→ Given task
Can you print every record below exactly as written?

** BEGIN Record list **

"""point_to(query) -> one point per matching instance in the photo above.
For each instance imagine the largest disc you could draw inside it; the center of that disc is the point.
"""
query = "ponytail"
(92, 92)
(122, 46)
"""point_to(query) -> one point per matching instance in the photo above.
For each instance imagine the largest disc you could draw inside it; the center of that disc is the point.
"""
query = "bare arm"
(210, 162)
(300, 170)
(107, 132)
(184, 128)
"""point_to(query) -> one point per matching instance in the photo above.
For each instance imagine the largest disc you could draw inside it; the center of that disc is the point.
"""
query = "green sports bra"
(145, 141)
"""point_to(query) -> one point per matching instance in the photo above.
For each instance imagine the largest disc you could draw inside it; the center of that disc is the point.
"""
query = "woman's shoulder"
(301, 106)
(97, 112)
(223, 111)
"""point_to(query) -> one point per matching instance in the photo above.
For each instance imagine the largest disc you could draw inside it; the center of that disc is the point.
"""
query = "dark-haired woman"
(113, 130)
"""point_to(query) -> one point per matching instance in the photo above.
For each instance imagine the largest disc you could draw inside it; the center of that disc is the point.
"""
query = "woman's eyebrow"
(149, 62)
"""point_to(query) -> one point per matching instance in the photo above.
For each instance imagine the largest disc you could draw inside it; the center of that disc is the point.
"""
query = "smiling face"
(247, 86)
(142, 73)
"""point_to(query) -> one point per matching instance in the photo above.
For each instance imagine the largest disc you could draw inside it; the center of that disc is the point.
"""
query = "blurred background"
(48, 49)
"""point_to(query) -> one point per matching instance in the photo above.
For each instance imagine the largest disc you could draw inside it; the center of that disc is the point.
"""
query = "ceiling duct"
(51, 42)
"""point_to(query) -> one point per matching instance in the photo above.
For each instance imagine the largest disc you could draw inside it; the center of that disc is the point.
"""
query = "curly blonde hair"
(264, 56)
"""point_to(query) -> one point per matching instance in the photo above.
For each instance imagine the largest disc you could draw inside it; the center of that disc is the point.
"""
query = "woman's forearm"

** END Record list **

→ Answer to this exercise
"""point_to(query) -> one point per matching instance in the photo above.
For each instance imagine the largest disc you could draw inside it; the center of that disc is the point.
"""
query = "ponytail"
(92, 92)
(122, 46)
"""point_to(query) -> one point per matching instance in the photo above.
For each instance imagine the largest disc you could draw inside it; the center of that disc is the point.
"""
query = "bare arm"
(210, 162)
(300, 170)
(107, 132)
(184, 128)
"""point_to(query) -> one point per matching instance in the photo above.
For each instance imagine the largest disc you could draw inside it; the center of that disc is the point.
"""
query = "green sports bra"
(145, 141)
"""point_to(query) -> one point per matching instance in the photo above.
For each instance imagine the largest disc you could draw inside it; the center of that disc is the point.
"""
query = "woman's shoulder"
(301, 106)
(97, 112)
(223, 111)
"""point_to(query) -> one point per matching instance in the photo above.
For each instance imagine the largest disc you could draw inside it; the center of that disc is the point.
"""
query = "dark-haired woman"
(113, 130)
"""point_to(query) -> one point per matching instance in the photo above.
For each instance imagine the largest disc you could draw inside it; the center of that disc is the point.
"""
query = "woman's eyebrow"
(149, 62)
"""point_to(query) -> one point per matching instance in the photo above.
For each instance imagine the largest disc you could draw inside it; the center of that disc is the point.
"""
query = "smiling face"
(247, 86)
(142, 73)
"""point_to(query) -> one point per matching instance in the photo above.
For each instance imagine the largest disc you could draw inside it; the center of that disc is the point.
"""
query = "blurred background"
(48, 49)
"""point_to(query) -> one point per matching instance in the photo above.
For each instance imagine the largest disc you could draw inside it; the center of that disc is the point.
"""
query = "ceiling duct"
(51, 42)
"""point_to(query) -> one point per matching instance in the photo above.
For each instance imagine the largest disc you could draw inside it; the center of that disc is the point.
"""
query = "curly blonde hair"
(264, 56)
"""point_to(query) -> one point per matching instance in the photo above.
For each instance imagine the largest disc you could draw inside it; the center of that disc is the point.
"""
query = "woman's forearm"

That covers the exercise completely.